▸ **EXTRACTED TEXT**
====================

Timer Circuit Problem

mik3

Joined Feb 4, 2008
4,843
Yeah I have the resistor from pin 2 to positive. Looks like 9.3v at pin 2 when I hook the battery up.
If you are using a 9V battery the voltage at pin 2 should be 4.5V. This means that you don't have a 10K resistor in parallel with the capacitor.
 

Gearhead

Joined May 4, 2009
4
At the riskof getting into a can of worms...

What are you trying to do with this motor? Open and close a baffle or gate to allow cooling air (or heating air) into a system?

There are other ways to do temperature regulation, -if you have the flexibility. Making a DC motor go forwards and backwards is not so easy, since it requires either a second power supply or a set of 4 switches called an "H bridge."

Regarding the 555. It is the IC that got me into electronics, a noble chip. It is a little complex, and understanding the functions of all the pins, will pay off handsomely. Here's a subset.

Pin 2 and pin 6 are connected to comparators. That means they are comparing the voltage (on pin 2 for example) to a voltage that is internally produced. In the case of pin 2, it's 1/3 of the voltage on pin 8, the "Vcc" pin. (It is where you apply + power. Pin 1, is ground, where - power goes.)

The output of the comparator does something useful. In the case of pin 2 it is applied to an internal Flipflop, which makes pin 3 go high, but only when pin 2 is pulled *below* 1/3 of the powersupply voltage.

When Pin 2 goes low, it "sets" the flipflop and the output. Even if you pulse it low momentarily, pin 3 goes "high" and stays high.

What then makes pin 3 go low? It would be pin 6, the "Threshold" pin. When pin 6 goes above 2/3 of Vcc, the comparator output "resets" the flipflop, and pin 3 is forced low again. (If pin 6 never reaches 2/3 Vcc, then pin 3 stays high indefinitely!)

Pin 6 can go high because of the timing RC applied to pins 6&7. Pin 7 is "Discharge" and is held low, whenever pin 3 is low, the capacitor C is discharged. When pin 2 is triggered, pin 7 goes "open circuit" and the capacitor is free to charge. When it reaches 2/3 Vcc, pin 3 is forced low (ending the pulse) and pin 7 becomes active again, and quickly discharges the capacitor.

====================

▸ **DATA SECTION**
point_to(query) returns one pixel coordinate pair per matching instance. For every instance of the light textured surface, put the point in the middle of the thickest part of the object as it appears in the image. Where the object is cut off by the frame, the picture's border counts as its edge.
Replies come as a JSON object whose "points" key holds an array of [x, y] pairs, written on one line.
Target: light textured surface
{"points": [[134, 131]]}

====================

▸ **TASKS FOR THIS EXERCISE**
1. According to the timer circuit thread, what fraction of the voltage on pin 8 does the comparator on pin 2 compare against?
2. List every 555 pin number that the timer circuit thread mentions.
3. Write the next part of the timer circuit thread, starting after its final sentence.

▸ **RESULTS FOR EACH TASK**
1. 1/3 of the voltage on pin 8 (Vcc).

2. 1, 2, 3, 6, 7, 8

3.
What if pin 6 is forced high AND pin 2 is held low? That doesn't usually happen, (if the circuit is designed right!).

According to the Art Of Electronics schematic for this chip, the FF is held high by pin 2, pin 3 the output is also held high, and pin 7 is inactive. So the capacitor will charge up past 2/3 Vcc. -When the trigger is pulled above 1/3 Vcc, then the output goes low (pin 6 is already above 2/3 of Vcc) and pin 7 discharges as before.

Finding a good schematic for this chip can be a problem.

So, to trigger pin 2 only momentarily, you want to connect a discharged capacitor to it (which pulls it low) then, that capacitor will charge to above 1/3 Vcc -even if the switch is still closed. If the switch opens, the capacitor should discharge itself completely.

To do this you need two equal resistors, a switch and a capacitor.

Draw the following circuit, and then build it.
Connect one resistor from +Vcc to pin 2
Connect the 2nd resistor to ground and to one side of the switch
Connect the other side of the switch to pin 2.
Connect the capacitor in parallel with the 2nd resistor, that is between the switch and ground.

Note the polarity on the capacitor if it is tantalum or electrolytic. The "-" should go to ground, the "+" to the switch.

So she circuit shows that pin 2 will be at +9V with the switch open and
at 4.5 volts with the switch closed.

If the switch is open, the the capacitor will discharge.

If the switch is closed, then the discharged capacitor will initially pull pin 2 to ground, but it will charge to Vcc/2.

The time it takes to do that is "the RC time". You want R*C to be less than the timer pulse. For you that is ~1000 millisec, so 10-100 msec would be a good choice.

Thus if C is 1 uF (10^-6 F) the two resistors should be 20-100K each.
If C is 10 uF (10*10^-6 F) the resistors should be 2K-50K each.

The RC timing is not very critical, it should not bee too short (i.e. not <<50 ms, switches "bounce") and it should not be too close to 1000 ms. 100-200 ms is best for this sort of thing.

The resistors should not be too big either. More than 100K is probably too big. (Leakage) Less than 1K is probably too small. (wastes power) 10K-50K is nice. Hope you have a cap that is about the right size!

You can, and should, experiment to see why this advice is given.

Hang in there!
 

Thread Starter

kauffjd3

Joined May 3, 2009
15
Thanks guys!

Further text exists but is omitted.